Dopo l’ultimo efferato omicidio, accaduto a Milano, giorni fa, possiamo chiederci cosa ha spinto il coltello nella mano di Gianluca Soncin a inferire decine di coltellate sul corpo di Pamela Genini? E quello di Turetta sulla povera Giulia Cecchettin e quello di tanti e tanti altri uomini contro tante e tante altre donne? E che cosa spinge a usare la violenza dei russi in Ucraina e gli israeliani e i palestinesi? È la mancata gestione del conflitto, per cui la guerra è l’organizzazione sistematica della violenza, basata sulla distruzione sistematica del nemico, anche civile ed inerme? Ma la guerra non è soltanto fra gli Stati. La guerra può essere all’interno di una famiglia. Può essere all’interno di un gruppo sociale, o tra due esseri umani che hanno smesso di volersi bene. Da questo punto di vista, ogni guerra, ogni omicidio, ogni femminicidio, ha come scopo la distruzione di chi non la pensa come te. Viviamo, da tempo, in un mondo in cui le relazioni affettive (e sessuali) sono contrassegnate da marcati atteggiamenti di potere e da preconcetti legati al genere. Sempre più si rende necessaria, allora, un’opera di educazione e rieducazione all’affettività, che comprenda in maniera completa, anche tutto il mondo legato alla sessualità, oggi purtroppo affidato solo alle distorsioni effettuate dalle informazioni sui social.

**Voci:**

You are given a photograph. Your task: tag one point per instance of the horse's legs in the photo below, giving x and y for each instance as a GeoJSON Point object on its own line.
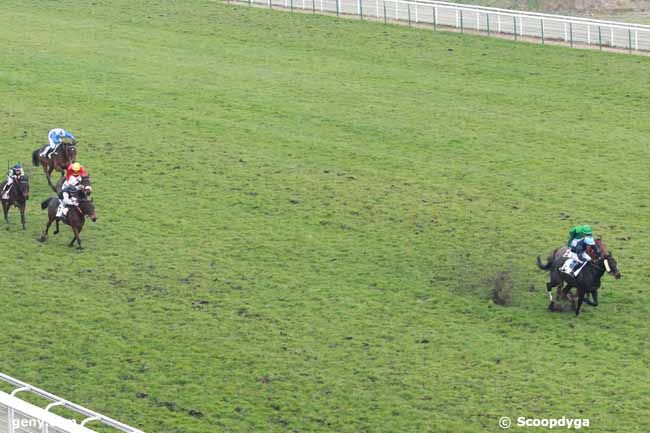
{"type": "Point", "coordinates": [581, 298]}
{"type": "Point", "coordinates": [50, 169]}
{"type": "Point", "coordinates": [43, 237]}
{"type": "Point", "coordinates": [75, 231]}
{"type": "Point", "coordinates": [22, 215]}
{"type": "Point", "coordinates": [594, 295]}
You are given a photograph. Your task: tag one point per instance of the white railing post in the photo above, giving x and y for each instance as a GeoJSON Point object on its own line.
{"type": "Point", "coordinates": [10, 419]}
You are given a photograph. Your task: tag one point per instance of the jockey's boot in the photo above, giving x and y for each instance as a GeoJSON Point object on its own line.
{"type": "Point", "coordinates": [5, 192]}
{"type": "Point", "coordinates": [577, 266]}
{"type": "Point", "coordinates": [61, 211]}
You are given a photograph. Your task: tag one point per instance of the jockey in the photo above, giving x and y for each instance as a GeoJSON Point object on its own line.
{"type": "Point", "coordinates": [55, 138]}
{"type": "Point", "coordinates": [74, 174]}
{"type": "Point", "coordinates": [576, 233]}
{"type": "Point", "coordinates": [579, 247]}
{"type": "Point", "coordinates": [69, 198]}
{"type": "Point", "coordinates": [15, 173]}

**Consegne:**
1. Rispondi a queste domande sul brano sulla violenza:
(a) In quale città è avvenuto l'omicidio citato in apertura?
(b) Oltre che fra gli Stati, dove può trovarsi la guerra?
(c) A che cosa è oggi affidato il mondo legato alla sessualità?
2. Elenca tutti i popoli che il brano sulla violenza nomina mentre si chiede che cosa spinga a usare la violenza.
3. Scrivi il seguito del brano sulla violenza, riprendendo subito dopo la sua ultima frase.
Le voci sono materiale a sé, distinto dal brano.

**Risultati attesi:**
1.
(a) A Milano.
(b) All'interno di una famiglia, all'interno di un gruppo sociale, oppure tra due esseri umani che hanno smesso di volersi bene.
(c) Solo alle distorsioni effettuate dalle informazioni sui social.

2. Russi, israeliani, palestinesi.

3.
Si tratta di accettare il concetto che la violenza di genere ha le sue radici in una cognizione ristretta e deformata dell’affettività e dell’intimità. La nostra attuale visione è fondata su prototipi culturali che indirizzano i comportamenti all’oppressione, alla dominazione, al sentirsi padroni uno su un altro. Una educazione affettiva, che elimini questo modo di intendere le relazioni tra gli esseri umani, e a maggior ragione tra un uomo e una donna, non solo impedisce che si scateni la violenza, ma aiuta a istituire nella società, piccola o grande che sia, tutta una serie di rapporti autentici, connotati dal valore del rispetto. L’affettività genuina è un modo di rapportarsi uno con un altro, improntato sulla capacità di aprire la propria anima, i propri sentimenti alla facoltà di ascoltare l’altro, esperienza in cui le persone imparano a connettersi, senza cercare di dominare o possedere. Dunque si tratta di attaccare e smontare gli attuali modelli culturali, che avvinghiano nelle loro spire malefiche, le relazioni di genere, attraverso il dominio e il controllo. Quale modello culturale davvero pericoloso per sé, per gli altri, è quello che considera l’uomo l’unico capace di proteggere, che è il capo e che è autorizzato a decidere sempre e solo lui,  legittimato per sua natura, ad esercitare  senza opposizioni, ogni forma di controllo? Questa convinzione di essere il padrone della vita di un’altra persona, senza mai metterla in discussione, nella maggioranza assoluta dei casi, può condurlo a farsi trascinare verso comportamenti che si traducono in atti di violenza. Invece, con l’educazione sessuo-affettiva, si è capaci di comprendere e riconoscere le emozioni, di vedere nell’altro che si ha di fronte, o che ti vive accanto, una persona con i suoi bisogni, i suoi desideri, la sua fragilità, la sua voglia di affetto e tenerezza. La violenza nasce spesso, non solo dalla difficoltà di accettare l’altro come uguale a se stessi, ma anche come qualcuno che ha una sua propria volontà e identità autonoma.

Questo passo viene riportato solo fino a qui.